_SOURCE TEXT_
--------
RPB Wishes You a Safe and Happy Holiday Season

The winter holidays are upon us and the last thing anyone wants is for this season of joy to turn tragic. Please keep your loved ones and valuables secure with the following tips:

  • Choose decorations that are flame-resistant or flame-retardant, and keep decorations away from heat sources.
  • Do not overload circuits with festive lights. Follow manufacturer instructions on the boxes they come in.
  • Make sure Christmas trees are at least three feet away from any fireplace, radiator, candle, heat vents or lights (except cool lights that are part of the tree decorations). This goes double and triple for live trees.
  • Carbon monoxide accidents increase in winter. Be sure you have CO detectors in the home and check them regularly to make sure they are working. Change batteries at least once a year, or right now if you can’t remember when you last did so.
  • Thieves love the holidays with all those expensive gifts they can see through a window under your tree. Make your house look as if someone is always home. Keep lights on both inside and outside even while away. Leave on radios or TVs.
  • Pickpockets and thieves are most active during the holiday season. Don’t overburden yourself with so many packages or bags that your purse or wallet becomes an easy mark.
--------
_SOURCE DATA_
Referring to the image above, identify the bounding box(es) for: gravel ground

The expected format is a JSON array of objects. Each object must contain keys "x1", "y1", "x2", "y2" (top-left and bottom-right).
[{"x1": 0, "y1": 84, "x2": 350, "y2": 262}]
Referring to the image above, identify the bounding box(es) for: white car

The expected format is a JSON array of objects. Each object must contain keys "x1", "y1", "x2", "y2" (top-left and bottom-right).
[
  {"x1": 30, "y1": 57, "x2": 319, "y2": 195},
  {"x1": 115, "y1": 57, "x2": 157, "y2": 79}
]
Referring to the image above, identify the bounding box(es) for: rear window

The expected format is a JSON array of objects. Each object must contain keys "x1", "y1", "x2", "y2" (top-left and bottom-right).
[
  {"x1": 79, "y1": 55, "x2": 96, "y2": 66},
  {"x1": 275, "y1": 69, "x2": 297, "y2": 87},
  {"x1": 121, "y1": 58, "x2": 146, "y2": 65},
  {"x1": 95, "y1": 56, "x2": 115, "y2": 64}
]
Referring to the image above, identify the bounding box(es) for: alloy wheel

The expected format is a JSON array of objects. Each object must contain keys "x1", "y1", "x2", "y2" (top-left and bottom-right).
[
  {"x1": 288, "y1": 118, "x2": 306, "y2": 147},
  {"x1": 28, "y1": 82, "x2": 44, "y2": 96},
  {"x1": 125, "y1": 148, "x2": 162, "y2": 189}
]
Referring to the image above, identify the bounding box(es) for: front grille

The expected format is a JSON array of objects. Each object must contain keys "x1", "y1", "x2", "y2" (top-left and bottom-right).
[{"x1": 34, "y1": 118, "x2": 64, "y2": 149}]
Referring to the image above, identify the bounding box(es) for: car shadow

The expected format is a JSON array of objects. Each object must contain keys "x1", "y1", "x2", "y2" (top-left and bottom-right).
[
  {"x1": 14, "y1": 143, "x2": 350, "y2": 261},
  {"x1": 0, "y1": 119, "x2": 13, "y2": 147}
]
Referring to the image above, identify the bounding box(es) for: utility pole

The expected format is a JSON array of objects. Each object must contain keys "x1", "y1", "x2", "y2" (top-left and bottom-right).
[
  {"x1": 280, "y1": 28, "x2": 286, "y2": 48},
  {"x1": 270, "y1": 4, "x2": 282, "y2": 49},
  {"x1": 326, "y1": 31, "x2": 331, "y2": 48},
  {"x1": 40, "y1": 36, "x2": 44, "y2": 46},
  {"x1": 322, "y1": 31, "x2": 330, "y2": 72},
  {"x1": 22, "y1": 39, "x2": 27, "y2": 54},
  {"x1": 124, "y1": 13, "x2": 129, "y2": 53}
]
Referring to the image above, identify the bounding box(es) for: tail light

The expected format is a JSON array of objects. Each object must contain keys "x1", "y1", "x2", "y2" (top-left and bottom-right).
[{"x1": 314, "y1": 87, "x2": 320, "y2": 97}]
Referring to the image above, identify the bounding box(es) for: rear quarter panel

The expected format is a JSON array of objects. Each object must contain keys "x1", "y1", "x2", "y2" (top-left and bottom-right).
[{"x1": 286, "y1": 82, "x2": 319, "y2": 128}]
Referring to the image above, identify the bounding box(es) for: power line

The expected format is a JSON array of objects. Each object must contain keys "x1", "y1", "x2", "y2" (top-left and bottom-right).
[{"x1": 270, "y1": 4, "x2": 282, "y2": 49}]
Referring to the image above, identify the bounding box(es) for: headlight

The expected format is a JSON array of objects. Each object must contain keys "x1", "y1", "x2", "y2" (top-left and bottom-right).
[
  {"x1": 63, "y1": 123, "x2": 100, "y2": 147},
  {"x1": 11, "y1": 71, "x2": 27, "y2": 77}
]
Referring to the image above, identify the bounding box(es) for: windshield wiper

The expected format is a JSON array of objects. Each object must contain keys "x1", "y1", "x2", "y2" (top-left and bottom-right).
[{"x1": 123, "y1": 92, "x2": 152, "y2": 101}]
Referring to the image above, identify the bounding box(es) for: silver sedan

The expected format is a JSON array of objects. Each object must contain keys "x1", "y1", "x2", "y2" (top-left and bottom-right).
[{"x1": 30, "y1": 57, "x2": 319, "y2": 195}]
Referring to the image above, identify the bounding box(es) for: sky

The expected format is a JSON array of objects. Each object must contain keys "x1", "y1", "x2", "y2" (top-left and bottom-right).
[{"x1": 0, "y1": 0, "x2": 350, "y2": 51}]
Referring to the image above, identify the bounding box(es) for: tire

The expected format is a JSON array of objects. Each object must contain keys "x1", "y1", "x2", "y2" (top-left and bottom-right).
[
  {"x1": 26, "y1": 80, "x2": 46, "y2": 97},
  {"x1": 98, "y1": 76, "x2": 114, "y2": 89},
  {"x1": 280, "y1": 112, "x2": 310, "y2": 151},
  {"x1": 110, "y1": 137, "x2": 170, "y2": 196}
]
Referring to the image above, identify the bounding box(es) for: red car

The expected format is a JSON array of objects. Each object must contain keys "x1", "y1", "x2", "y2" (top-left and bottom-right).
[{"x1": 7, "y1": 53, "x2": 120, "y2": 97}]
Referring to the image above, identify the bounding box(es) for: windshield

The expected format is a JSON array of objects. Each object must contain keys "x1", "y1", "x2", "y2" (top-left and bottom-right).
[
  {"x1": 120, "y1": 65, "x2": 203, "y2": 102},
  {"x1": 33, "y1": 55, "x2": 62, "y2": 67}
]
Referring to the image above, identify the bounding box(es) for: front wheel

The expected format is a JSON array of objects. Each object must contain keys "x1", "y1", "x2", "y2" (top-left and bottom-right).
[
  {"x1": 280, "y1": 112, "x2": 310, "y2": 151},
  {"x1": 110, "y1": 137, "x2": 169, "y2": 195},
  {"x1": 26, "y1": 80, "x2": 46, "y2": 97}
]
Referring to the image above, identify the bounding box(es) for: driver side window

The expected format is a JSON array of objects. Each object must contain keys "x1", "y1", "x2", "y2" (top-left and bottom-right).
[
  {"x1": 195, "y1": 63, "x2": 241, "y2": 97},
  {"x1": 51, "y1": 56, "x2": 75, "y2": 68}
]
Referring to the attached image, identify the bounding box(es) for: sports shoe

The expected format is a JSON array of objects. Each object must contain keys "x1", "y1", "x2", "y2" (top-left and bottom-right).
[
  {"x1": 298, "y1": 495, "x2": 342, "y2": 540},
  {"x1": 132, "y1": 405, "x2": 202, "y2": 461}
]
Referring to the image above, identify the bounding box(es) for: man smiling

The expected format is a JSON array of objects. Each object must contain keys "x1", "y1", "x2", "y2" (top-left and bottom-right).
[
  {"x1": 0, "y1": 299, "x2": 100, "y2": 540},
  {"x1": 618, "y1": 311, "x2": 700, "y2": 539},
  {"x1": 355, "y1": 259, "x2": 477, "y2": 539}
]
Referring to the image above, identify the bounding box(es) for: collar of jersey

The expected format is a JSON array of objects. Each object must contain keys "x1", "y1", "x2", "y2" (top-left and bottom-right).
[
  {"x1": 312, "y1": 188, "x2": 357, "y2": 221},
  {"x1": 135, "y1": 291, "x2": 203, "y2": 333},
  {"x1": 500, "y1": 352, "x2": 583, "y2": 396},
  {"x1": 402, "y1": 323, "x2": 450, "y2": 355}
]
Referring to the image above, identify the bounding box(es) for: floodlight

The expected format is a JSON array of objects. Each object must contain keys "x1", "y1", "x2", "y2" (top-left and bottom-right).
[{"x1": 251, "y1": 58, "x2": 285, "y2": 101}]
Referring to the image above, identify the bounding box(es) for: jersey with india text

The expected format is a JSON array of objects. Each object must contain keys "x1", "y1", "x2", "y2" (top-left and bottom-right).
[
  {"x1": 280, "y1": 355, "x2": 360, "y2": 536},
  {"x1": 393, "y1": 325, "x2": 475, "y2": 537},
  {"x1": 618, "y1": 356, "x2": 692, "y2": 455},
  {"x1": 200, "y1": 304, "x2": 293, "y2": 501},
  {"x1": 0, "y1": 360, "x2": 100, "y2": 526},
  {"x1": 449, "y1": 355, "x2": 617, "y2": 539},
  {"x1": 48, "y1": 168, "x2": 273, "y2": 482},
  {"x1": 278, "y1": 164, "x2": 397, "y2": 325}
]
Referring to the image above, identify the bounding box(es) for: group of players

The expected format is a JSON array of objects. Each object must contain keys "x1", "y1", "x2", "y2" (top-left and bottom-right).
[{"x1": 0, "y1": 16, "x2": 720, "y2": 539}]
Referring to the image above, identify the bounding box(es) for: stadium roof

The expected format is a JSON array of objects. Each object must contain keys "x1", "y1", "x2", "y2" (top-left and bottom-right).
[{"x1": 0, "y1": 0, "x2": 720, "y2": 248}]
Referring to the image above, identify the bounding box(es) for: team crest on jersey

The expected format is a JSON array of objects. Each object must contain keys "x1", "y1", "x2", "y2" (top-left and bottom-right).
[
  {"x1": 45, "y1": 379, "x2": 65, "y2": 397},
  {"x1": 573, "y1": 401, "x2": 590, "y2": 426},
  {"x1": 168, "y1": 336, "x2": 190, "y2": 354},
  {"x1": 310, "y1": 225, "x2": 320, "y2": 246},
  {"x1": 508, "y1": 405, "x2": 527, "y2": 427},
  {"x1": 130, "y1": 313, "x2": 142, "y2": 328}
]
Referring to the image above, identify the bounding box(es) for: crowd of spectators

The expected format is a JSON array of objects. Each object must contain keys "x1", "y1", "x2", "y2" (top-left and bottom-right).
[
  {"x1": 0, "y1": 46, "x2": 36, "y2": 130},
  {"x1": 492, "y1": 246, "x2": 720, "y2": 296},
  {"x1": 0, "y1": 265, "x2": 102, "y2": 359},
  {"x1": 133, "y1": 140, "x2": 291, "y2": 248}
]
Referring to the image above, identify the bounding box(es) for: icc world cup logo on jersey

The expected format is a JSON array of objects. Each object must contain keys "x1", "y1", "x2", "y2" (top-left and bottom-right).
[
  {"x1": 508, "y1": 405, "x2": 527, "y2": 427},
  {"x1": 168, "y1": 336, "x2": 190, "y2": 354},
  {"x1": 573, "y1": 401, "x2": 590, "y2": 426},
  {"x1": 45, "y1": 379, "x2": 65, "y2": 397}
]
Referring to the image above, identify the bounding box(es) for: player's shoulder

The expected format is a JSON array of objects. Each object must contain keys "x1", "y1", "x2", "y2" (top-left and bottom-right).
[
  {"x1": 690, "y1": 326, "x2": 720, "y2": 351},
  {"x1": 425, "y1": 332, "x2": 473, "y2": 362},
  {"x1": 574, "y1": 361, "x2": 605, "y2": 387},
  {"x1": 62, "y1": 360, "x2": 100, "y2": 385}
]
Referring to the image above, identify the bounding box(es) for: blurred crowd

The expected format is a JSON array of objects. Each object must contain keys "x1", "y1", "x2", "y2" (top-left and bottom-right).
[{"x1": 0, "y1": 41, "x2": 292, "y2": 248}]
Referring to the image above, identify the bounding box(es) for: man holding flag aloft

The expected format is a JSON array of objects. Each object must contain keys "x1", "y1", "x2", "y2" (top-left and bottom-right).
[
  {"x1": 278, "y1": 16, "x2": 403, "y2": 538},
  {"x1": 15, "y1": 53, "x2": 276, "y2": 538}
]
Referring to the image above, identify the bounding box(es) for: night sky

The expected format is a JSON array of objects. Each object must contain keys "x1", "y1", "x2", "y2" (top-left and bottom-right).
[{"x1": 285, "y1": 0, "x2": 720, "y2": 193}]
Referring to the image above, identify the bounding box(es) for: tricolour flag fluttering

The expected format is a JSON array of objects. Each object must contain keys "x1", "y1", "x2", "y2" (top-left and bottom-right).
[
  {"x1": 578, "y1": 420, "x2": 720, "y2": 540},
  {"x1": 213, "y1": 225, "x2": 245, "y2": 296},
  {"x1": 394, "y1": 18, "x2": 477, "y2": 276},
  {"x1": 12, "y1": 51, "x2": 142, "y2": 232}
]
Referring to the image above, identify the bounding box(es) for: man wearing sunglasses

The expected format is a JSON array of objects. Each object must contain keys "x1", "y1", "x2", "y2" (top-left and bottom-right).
--------
_EXERCISE INSTRUCTIONS_
1 - According to the holiday safety tips, how far should Christmas trees be kept from a fireplace or radiator?
2 - List every heat source from which the holiday safety tips say Christmas trees should be kept away.
3 - Repeat the passage of the holiday safety tips starting at "RPB Wishes You" and ending at "for live trees.".

_TASK ANSWERS_
1 - At least three feet.

2 - Fireplace, radiator, candle, heat vents, lights (except cool lights that are part of the tree decorations)

3 -
RPB Wishes You a Safe and Happy Holiday Season

The winter holidays are upon us and the last thing anyone wants is for this season of joy to turn tragic. Please keep your loved ones and valuables secure with the following tips:

  • Choose decorations that are flame-resistant or flame-retardant, and keep decorations away from heat sources.
  • Do not overload circuits with festive lights. Follow manufacturer instructions on the boxes they come in.
  • Make sure Christmas trees are at least three feet away from any fireplace, radiator, candle, heat vents or lights (except cool lights that are part of the tree decorations). This goes double and triple for live trees.